» Goal
Reproduce the data verbatim from its first line through the line containing "Query: pier support post", with both of those lines included.

Part of a data file:
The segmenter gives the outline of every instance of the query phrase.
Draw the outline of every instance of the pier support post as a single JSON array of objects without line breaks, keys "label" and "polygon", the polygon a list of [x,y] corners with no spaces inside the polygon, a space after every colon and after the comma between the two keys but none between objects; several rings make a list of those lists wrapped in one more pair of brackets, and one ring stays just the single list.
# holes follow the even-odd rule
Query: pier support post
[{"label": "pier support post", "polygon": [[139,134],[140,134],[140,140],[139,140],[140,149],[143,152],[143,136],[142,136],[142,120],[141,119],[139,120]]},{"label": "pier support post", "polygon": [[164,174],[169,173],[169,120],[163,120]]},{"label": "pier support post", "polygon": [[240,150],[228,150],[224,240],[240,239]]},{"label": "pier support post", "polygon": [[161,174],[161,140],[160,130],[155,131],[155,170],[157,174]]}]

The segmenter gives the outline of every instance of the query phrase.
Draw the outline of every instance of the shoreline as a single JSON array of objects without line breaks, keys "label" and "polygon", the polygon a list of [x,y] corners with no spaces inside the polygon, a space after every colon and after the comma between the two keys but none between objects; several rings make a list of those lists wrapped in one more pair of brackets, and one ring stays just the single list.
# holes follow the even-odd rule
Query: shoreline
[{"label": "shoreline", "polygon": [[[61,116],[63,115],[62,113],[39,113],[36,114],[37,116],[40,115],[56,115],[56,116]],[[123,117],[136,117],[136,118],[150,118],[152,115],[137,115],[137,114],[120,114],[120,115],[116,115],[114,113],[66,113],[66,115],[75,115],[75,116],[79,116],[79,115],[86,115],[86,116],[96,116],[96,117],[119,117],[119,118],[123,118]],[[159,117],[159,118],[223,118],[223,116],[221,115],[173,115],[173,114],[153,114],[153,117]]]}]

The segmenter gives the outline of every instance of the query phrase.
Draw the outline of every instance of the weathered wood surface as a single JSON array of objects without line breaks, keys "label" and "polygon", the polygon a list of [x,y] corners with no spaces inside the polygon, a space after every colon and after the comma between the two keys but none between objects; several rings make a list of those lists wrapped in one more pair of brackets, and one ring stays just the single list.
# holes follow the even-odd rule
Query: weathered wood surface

» Correct result
The segmenter gives the outline of every instance of the query phrase.
Draw the outline of every instance of the pier support post as a single JSON array of objects without line breaks, keys "label" and "polygon", the polygon a list of [x,y] corners with no spaces inside the polygon, a space after every colon and after the comma between the two keys but none between objects; several rings make a list of those lists wrapped in one more pair of brackets, and one ring stays just the single list.
# holes follow the even-odd rule
Query: pier support post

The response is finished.